[Opening EXERCISE TEXT section]

Why I Like It: (and, the same coin, why you don't like it): To be honest, I was very mixed on it the first time around. I was disappointed by how ambitious Kaufman really got to and how despite a first half hour that had a lot of his great misanthropic social satire and a very fine Philip Seymour Hoffman performance, once it got into the building of the city it just got out of hand into a kind of labyrnthine structure, and its depressing nature took control. Seeing it once I still would've felt that way... but then I gave it another chance on a 2nd viewing, and it worked a lot better for me as a deep-rooted and existential thesis on why we're alive and what we're made to live for - and what it's really like for those alive when other drift apart, lose lose, or burn up in a house that is always on fire. Its surrealism finally worked for me, but it doesn't for a lot of others. Some like it a lot (it's Ebert's favorite movie of the past ten years) and some don't like it much at all.
22) The Fountain
|Previously on Avatar..|
Why I Like It: A vision that soars for Darren Aronofsky, even after only seeing it from start to finish once many images stick in the mind like Hugh Jackman in the Mayan garb or bald and on some weird planet-thing like he's David Carradine in the Holy Mountain remake. And Rachel Weisz and Jackman bring a lot of heart to what is already so grandiose a vision that it needs an emotional anchor. Its themes are timeless but explored in ways we haven't seen quite like this before, at least on film.
Why You Don't Like It: Doesn't connect emotionally, and is so surreal as to go past being believable even as romantic science fiction. And, again... what was that when he gets to the Tree of Life?
23) Eyes Wide Shut
About: A successful NYC doctor finds out one night during a discussion of fidelity that his wife had an intense desire to *want* to sleep with a passing sailor on vacation, and while she did not this drives the doctor into a jealousy-fueled odyssey into the night of NYC where he winds up an observer at an orgy on Long Island. There's a murder investigation, but how much of that night's emotions will stick around? What really happened?
Why I Like It: Stanley Kubrick's swan-song explores the nature of sexual desire and the psychological implications of love, lust and everything that goes with the dark side of the erotic. If Full Metal Jacket was his take on Vietnam and The Shining his take on a slasher flick, this is his take on the erotic thriller that was so popular at the time. It has the kind of morally questionable characters that one also saw in Lolita, who have conflicts even when they're seemingly normal and become twisted up into the quagmires they create for themselves. And it's another "odyssey", heh.
Why You Don't Like It: Over-long, Tom Cruise isn't effective, the humor doesn't work (i.e. Leelee Sobieski), and Sydney Pollack's exposition near the end is a little loaded. And what's with all of the masks at the orgy? And it's boring.
About: Crazy satire based loosely on a video game by Dr. Uwe Boll.
Why I Like it: http://www.imdb.com/title/tt0486640/usercomments-127
Why You Don't Like It: It's a tasteless Uwe Boll film with intensely unlikeable characters and really stupid, trashy, juvenile comedy.
25) Inland Empire
About: A woman in trouble, and what happens when Jeremy Irons tries to remake 'On High Blue Tomorrows'
Why I Like it: ... I'm still not sure. They do the locomotion at one point and Laura Dern gives her best multiple-character performance ever. A friend said it's like a 3-hour remake of Un chien Andalou, and it's a good comparison. A lot of things happen, some of them make no sense, and there's some really amazing (digital) cinematography, at least considering it's Lynch's first go around with the new medium.
Why You Don't Like it:.... I can't blame you. Lynch needs to get back to film.

[Closing EXERCISE TEXT section]

ACTION ITEM
In the film list, what did a friend say Inland Empire is like? The listing comes from another source and has nothing to do with the film list.

[Opening INFORMATION PROVIDED section]

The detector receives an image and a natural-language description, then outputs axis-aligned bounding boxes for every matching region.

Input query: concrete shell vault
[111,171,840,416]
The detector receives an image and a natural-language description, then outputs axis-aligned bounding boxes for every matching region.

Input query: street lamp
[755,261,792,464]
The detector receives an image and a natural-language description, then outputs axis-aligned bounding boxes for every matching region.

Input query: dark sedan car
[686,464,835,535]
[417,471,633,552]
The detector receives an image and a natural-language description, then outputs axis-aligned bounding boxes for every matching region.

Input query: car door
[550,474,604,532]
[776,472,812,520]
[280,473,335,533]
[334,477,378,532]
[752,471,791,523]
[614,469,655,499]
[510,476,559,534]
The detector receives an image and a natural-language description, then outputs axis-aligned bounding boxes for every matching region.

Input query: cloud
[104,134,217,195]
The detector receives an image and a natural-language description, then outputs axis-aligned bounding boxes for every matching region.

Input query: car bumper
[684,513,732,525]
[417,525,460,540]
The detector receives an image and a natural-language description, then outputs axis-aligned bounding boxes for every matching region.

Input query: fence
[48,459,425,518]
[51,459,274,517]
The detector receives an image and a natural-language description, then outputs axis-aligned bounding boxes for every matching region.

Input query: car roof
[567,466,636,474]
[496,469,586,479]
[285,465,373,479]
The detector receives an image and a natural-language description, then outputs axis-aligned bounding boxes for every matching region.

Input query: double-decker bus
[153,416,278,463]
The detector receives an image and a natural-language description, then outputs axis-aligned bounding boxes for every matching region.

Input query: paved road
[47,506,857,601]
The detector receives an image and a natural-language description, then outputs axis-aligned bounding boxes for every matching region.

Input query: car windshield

[Closing INFORMATION PROVIDED section]

SOLUTION
A 3-hour remake of Un chien Andalou.